▸ What you have to do
Output nothing but the lines from the line with "path? Mark that spot." through the end of the listing below, both ends included.
+---+
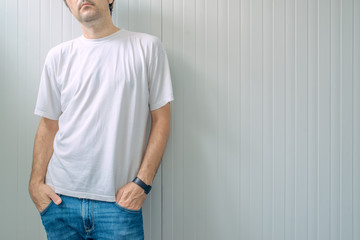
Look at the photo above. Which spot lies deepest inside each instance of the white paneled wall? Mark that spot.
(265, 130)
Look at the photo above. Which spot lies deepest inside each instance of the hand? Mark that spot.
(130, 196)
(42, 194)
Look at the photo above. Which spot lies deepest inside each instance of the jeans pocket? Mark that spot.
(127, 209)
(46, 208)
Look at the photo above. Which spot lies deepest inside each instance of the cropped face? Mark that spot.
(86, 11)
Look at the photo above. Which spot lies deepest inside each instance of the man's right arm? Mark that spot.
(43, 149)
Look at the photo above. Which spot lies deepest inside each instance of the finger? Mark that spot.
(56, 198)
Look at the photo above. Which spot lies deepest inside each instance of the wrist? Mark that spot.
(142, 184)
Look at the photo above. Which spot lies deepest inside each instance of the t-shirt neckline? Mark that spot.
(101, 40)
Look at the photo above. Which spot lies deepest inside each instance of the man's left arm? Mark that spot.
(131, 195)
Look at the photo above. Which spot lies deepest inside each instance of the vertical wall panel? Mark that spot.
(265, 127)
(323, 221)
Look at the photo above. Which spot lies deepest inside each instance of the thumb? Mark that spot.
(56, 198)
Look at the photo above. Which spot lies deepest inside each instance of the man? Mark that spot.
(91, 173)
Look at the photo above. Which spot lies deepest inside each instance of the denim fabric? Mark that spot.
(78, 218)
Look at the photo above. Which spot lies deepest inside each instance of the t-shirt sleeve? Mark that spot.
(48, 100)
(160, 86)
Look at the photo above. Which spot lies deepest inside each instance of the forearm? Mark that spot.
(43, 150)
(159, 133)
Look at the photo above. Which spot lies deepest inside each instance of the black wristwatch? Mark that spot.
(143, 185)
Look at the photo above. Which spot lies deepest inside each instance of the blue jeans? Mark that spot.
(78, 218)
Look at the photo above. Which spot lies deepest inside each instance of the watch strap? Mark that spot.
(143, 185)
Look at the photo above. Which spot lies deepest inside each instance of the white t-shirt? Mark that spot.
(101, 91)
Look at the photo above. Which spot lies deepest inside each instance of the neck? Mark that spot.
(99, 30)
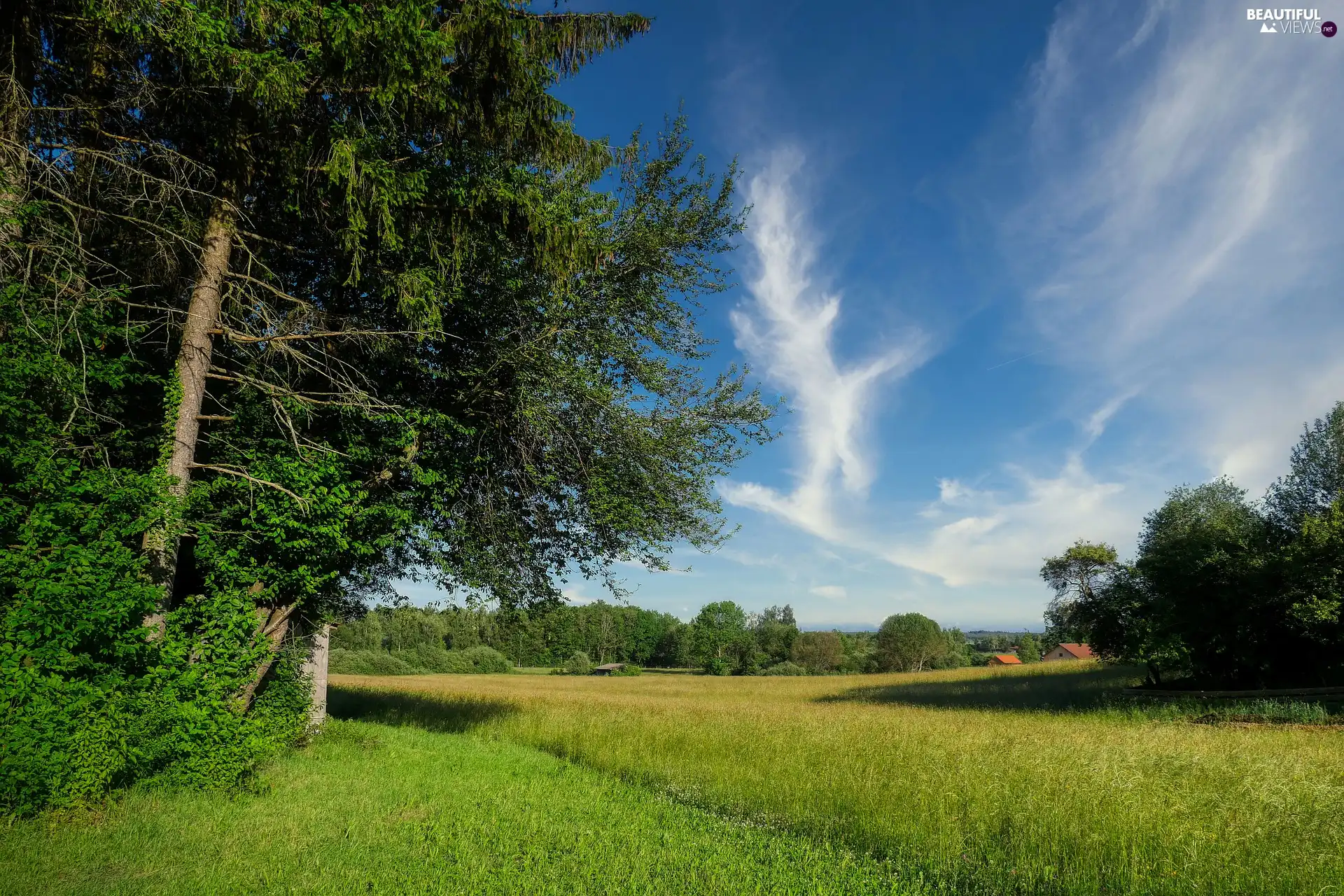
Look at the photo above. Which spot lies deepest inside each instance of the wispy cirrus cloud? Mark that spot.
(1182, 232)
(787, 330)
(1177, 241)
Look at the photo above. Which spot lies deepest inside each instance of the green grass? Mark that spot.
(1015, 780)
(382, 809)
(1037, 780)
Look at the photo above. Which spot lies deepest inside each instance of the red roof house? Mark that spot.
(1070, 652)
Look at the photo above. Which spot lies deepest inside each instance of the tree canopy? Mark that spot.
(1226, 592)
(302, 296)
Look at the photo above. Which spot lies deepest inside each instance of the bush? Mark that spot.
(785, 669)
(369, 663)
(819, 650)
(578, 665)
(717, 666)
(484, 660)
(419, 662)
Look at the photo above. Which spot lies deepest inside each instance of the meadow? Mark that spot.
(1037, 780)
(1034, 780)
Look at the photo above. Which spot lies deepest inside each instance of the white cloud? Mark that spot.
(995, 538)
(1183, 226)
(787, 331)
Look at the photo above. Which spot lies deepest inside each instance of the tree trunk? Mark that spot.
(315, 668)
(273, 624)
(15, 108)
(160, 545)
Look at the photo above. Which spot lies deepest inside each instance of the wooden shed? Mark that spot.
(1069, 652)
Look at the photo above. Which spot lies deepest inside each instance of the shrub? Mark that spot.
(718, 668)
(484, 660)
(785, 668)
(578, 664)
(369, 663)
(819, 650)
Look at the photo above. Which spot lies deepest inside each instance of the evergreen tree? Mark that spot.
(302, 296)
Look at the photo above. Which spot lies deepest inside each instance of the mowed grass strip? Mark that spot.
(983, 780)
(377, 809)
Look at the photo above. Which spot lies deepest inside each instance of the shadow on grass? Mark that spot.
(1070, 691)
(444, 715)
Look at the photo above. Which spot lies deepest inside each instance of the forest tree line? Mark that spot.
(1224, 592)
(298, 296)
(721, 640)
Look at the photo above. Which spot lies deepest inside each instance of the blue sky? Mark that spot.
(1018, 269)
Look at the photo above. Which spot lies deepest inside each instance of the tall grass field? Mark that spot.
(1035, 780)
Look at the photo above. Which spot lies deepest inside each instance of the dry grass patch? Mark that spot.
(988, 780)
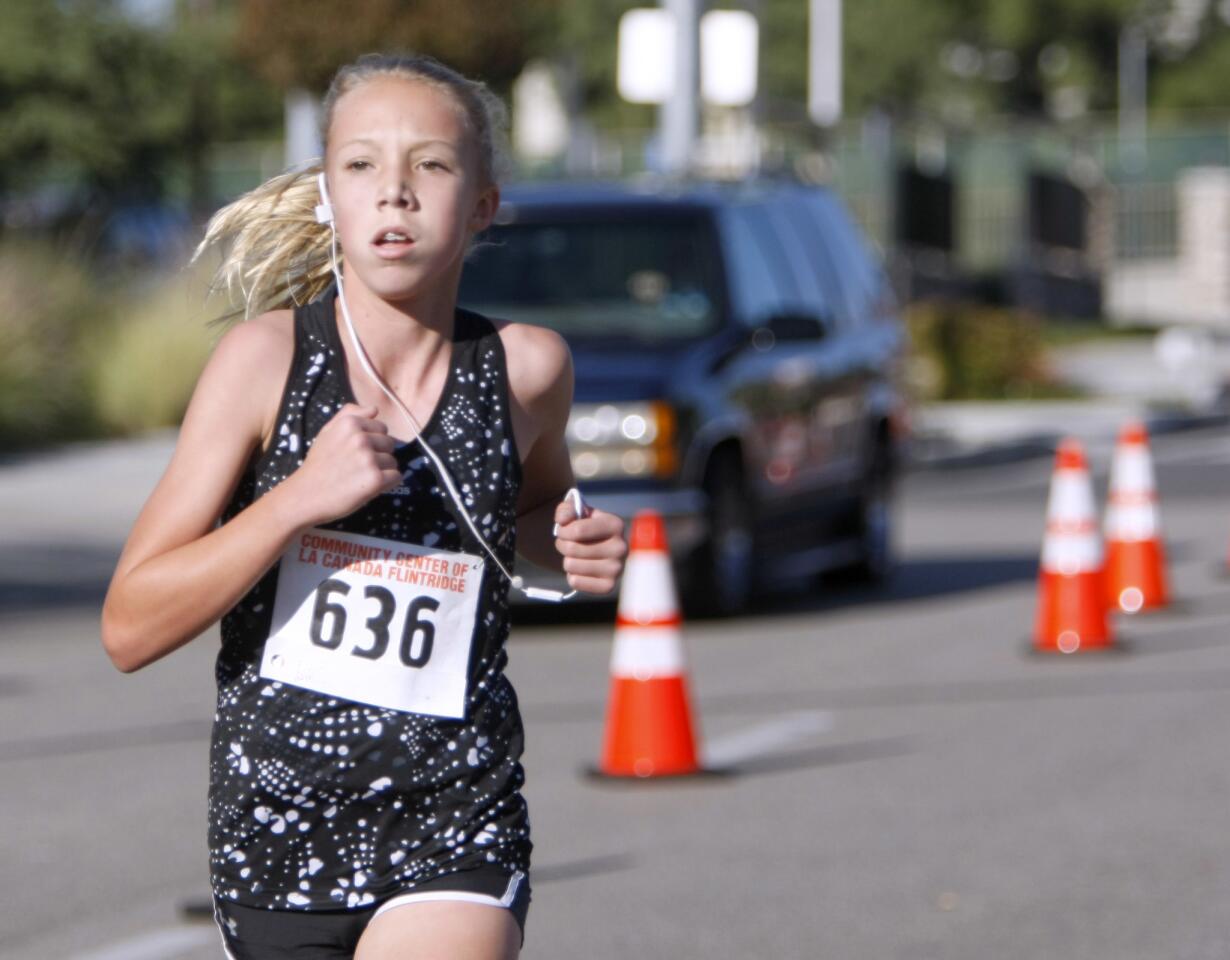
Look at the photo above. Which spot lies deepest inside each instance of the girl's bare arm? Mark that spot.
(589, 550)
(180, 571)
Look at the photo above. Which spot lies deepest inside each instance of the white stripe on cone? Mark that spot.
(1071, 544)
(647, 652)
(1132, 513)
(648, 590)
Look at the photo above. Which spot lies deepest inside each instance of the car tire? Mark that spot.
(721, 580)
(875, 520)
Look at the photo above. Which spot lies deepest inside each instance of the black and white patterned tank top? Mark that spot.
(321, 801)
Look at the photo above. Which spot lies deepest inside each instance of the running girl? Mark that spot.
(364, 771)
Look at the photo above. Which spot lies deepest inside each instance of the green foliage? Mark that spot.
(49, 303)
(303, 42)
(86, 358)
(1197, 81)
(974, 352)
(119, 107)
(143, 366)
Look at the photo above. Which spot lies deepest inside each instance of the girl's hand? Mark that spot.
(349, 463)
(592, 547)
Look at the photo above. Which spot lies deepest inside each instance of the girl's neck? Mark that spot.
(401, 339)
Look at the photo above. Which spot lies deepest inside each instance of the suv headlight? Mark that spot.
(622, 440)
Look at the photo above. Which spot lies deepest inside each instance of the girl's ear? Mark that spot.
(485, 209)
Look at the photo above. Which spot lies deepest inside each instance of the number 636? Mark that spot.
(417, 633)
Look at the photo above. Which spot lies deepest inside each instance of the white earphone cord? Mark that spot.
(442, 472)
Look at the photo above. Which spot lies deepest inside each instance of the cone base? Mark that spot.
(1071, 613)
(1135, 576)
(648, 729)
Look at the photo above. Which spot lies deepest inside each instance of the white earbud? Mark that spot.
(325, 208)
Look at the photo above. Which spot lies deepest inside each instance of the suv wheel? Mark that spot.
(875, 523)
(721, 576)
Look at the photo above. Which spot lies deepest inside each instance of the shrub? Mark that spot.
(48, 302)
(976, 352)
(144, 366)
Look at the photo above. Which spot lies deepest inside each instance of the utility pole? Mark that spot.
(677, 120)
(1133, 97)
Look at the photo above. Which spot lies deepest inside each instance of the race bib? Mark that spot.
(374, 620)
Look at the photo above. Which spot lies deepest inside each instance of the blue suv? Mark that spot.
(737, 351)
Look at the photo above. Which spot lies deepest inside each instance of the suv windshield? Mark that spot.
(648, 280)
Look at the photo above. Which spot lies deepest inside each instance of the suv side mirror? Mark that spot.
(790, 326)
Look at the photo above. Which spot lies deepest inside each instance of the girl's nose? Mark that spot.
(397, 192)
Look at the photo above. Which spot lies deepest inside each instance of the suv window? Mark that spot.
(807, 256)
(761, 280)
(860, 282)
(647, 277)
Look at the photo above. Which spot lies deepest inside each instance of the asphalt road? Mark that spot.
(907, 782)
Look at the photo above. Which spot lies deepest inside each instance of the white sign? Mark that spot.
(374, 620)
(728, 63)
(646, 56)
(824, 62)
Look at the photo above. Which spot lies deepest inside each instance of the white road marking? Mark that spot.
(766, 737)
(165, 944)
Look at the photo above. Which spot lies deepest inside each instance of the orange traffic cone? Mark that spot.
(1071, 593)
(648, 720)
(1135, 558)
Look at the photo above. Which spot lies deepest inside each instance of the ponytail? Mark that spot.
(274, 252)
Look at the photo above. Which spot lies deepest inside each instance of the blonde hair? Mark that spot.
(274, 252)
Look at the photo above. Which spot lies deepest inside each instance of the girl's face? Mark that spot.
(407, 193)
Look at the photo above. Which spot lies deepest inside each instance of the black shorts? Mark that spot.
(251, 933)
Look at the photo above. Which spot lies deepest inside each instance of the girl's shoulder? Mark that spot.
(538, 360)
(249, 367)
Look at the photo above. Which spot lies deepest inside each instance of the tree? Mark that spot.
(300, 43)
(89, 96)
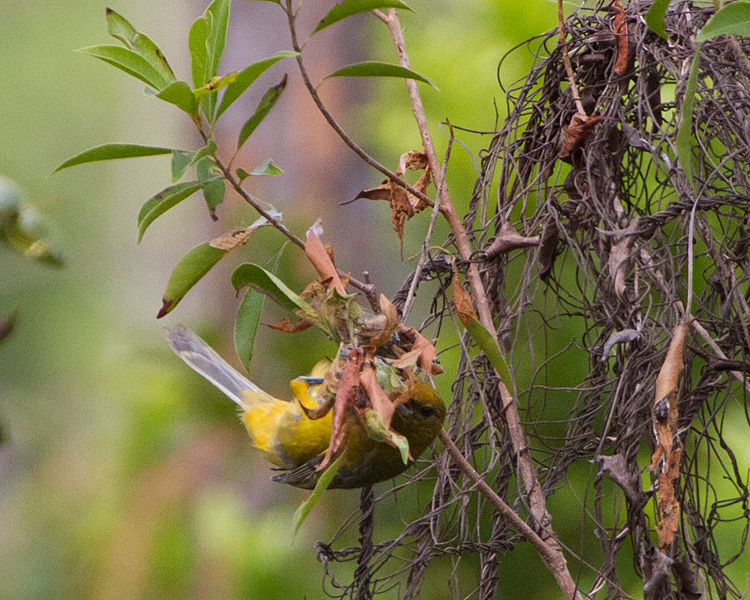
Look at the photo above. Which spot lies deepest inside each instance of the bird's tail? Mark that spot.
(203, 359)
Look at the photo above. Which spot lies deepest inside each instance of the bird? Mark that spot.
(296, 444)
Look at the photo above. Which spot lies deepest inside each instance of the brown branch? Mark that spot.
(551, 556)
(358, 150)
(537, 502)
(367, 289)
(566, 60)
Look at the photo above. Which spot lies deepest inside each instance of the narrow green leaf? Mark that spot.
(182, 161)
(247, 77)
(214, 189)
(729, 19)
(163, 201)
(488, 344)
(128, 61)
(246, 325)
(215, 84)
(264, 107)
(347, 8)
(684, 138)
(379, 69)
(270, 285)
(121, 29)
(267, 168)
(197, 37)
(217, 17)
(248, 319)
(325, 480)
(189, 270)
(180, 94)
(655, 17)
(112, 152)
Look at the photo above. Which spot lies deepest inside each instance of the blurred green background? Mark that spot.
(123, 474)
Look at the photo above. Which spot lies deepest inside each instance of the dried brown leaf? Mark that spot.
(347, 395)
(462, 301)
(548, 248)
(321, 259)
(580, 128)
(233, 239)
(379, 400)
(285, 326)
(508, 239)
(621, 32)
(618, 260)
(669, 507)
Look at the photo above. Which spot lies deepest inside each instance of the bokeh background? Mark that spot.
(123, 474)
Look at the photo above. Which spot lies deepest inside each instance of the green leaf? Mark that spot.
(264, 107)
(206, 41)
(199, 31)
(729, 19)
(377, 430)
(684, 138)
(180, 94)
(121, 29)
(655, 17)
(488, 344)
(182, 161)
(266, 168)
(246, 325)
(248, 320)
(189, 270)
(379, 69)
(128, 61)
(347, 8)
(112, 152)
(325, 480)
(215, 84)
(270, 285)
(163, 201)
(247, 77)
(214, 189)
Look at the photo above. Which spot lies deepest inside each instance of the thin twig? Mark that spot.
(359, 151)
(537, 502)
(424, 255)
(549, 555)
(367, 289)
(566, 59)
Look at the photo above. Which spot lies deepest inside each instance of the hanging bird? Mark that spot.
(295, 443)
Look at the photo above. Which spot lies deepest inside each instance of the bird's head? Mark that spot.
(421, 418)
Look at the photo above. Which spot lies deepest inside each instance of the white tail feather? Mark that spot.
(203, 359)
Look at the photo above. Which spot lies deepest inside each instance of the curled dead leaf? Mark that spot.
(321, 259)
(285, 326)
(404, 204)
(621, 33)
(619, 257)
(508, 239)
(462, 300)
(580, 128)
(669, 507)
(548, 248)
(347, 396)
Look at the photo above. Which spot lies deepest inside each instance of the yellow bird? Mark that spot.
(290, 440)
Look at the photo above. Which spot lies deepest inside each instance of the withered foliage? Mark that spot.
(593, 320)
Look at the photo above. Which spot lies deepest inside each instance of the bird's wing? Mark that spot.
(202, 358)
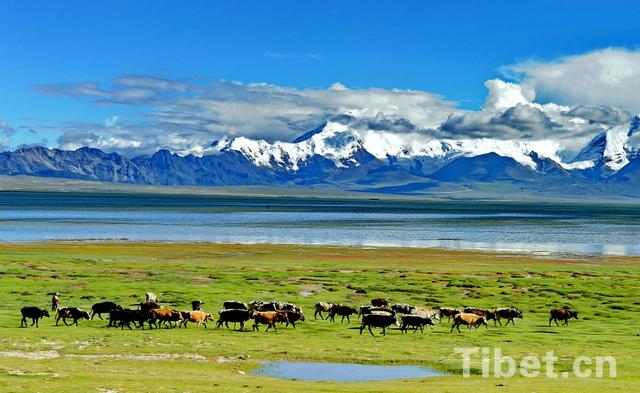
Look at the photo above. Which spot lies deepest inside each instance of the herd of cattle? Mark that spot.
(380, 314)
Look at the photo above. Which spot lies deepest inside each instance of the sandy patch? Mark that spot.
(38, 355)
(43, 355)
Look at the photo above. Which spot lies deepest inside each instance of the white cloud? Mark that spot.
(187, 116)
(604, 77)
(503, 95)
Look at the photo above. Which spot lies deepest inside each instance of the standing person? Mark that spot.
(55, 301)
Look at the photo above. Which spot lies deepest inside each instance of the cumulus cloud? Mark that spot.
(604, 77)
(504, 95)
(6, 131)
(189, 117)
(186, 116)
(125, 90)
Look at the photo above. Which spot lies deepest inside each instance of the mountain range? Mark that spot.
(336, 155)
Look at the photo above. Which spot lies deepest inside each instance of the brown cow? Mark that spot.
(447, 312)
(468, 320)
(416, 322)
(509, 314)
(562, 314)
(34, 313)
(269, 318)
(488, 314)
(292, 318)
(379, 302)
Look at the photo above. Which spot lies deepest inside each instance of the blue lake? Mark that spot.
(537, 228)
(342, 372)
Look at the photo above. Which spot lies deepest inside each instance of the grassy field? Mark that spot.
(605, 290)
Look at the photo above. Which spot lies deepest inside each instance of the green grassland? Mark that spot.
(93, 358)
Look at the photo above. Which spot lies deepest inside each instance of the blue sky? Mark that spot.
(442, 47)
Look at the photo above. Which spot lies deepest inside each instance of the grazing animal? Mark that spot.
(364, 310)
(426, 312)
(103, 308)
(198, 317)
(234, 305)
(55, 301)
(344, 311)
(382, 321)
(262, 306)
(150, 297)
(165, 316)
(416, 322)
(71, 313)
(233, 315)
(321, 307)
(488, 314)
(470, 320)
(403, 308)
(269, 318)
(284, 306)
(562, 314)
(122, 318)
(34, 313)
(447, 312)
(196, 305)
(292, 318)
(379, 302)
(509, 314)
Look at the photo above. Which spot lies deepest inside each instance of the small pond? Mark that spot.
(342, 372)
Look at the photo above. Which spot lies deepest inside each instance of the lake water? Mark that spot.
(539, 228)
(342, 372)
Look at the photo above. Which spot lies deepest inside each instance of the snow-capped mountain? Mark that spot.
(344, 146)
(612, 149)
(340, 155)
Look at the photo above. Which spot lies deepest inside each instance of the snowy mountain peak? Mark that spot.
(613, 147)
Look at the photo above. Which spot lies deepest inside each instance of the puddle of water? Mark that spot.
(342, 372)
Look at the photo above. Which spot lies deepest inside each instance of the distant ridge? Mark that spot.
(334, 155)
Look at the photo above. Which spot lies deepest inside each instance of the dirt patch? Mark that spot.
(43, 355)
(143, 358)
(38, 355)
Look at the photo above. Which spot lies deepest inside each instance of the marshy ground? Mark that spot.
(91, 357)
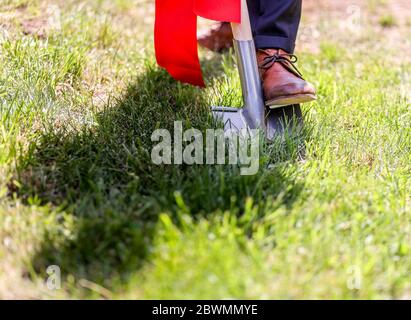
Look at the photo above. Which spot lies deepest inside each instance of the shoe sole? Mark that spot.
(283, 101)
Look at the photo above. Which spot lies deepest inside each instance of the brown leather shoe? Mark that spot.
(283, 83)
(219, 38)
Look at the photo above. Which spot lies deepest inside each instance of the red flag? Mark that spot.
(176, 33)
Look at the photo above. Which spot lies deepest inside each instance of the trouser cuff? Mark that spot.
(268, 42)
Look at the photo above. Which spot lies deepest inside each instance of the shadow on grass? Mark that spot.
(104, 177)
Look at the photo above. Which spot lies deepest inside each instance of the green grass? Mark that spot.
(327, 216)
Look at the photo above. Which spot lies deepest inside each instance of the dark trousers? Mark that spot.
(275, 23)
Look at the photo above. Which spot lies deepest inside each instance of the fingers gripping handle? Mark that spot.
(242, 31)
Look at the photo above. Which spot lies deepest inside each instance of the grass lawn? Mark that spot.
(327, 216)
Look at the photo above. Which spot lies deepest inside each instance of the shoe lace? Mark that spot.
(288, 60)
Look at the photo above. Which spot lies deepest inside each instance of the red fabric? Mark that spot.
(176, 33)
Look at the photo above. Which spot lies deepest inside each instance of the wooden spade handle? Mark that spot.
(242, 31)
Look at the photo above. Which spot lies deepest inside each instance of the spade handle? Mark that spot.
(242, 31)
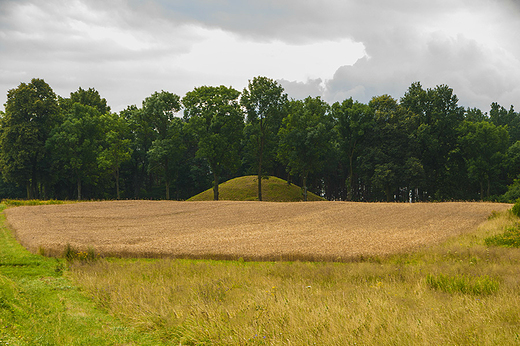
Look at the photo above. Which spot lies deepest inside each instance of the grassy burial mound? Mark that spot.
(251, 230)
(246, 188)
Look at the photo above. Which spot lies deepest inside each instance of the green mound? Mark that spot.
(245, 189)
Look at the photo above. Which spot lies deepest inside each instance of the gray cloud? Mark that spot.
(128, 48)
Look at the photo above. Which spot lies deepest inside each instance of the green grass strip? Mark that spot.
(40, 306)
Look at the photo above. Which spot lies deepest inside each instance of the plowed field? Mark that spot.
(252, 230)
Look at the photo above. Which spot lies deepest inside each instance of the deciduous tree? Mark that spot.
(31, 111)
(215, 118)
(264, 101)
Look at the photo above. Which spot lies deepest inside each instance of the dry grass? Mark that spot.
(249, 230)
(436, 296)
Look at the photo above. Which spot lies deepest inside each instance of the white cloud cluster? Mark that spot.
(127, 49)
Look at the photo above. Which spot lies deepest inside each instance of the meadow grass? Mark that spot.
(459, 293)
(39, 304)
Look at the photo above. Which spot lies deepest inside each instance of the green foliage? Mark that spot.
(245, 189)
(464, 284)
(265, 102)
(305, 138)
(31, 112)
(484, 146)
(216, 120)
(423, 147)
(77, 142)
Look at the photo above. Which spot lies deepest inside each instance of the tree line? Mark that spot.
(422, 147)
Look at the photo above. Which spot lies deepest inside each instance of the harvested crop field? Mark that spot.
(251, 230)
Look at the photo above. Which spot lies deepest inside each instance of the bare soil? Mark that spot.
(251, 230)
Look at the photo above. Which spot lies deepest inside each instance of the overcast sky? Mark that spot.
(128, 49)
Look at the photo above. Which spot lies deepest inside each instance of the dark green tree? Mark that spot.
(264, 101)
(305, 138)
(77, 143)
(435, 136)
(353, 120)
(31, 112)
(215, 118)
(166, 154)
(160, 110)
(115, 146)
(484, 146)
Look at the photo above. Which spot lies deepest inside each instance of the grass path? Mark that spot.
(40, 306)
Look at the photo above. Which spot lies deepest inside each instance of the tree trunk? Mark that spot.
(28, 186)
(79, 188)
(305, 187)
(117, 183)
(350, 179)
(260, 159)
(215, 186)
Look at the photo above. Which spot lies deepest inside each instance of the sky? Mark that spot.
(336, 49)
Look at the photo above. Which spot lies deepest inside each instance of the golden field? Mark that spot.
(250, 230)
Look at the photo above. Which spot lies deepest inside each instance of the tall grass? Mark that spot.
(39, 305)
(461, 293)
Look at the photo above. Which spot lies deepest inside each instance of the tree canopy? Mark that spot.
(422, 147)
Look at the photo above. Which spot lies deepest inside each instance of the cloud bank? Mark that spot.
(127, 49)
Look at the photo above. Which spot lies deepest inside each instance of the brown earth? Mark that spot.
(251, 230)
+---+
▸ Expected answer
Look at the photo above. Which spot lies deepest inside each instance of the grass path? Mark that spot.
(40, 306)
Look at the photo above. Which spot lies deepest inside each instance of the tree trunk? Mark that spot.
(28, 186)
(79, 188)
(305, 187)
(117, 183)
(350, 179)
(260, 159)
(215, 186)
Look at the photo above. Which spot lies deepest inside each instance of the sky? Mark that spot.
(336, 49)
Look at the photo above. Which spot lies deepest inside each instance of the golden field? Mark that spot.
(250, 230)
Look at the photo above. Which spot lies deepest inside each instance of the tall grass? Mark that spot.
(39, 305)
(461, 293)
Look at the photo above. Which spot lies deepest inside each instance of the tree canopy? Mark that spot.
(422, 147)
Look at the photo above. Which spot lies deepest inside each instance of the cloud bank? Mark that spot.
(127, 49)
Look at the photo above. Which spot lies deepest inside each instance of the brown earth? Mark that spot.
(251, 230)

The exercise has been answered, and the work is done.